**WHAT YOU SHOULD DO:**
Retype every row below verbatim, omitting the pictures from your output.
>> Start RECORD LIST
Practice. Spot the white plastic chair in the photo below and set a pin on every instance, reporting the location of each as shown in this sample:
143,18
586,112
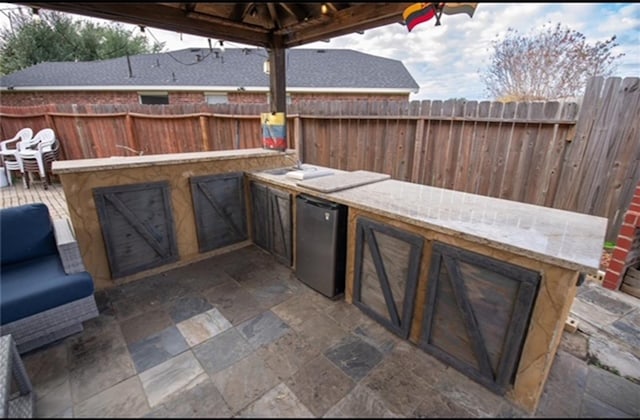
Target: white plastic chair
10,156
44,141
>> End RECORD LIST
**FULL SOLUTION:**
Practice. Spot the white plastic chair in the photo below and set a pin on every instance, reporting the location of each as shown in this sample:
143,18
586,112
Target: white plastic chair
10,156
44,141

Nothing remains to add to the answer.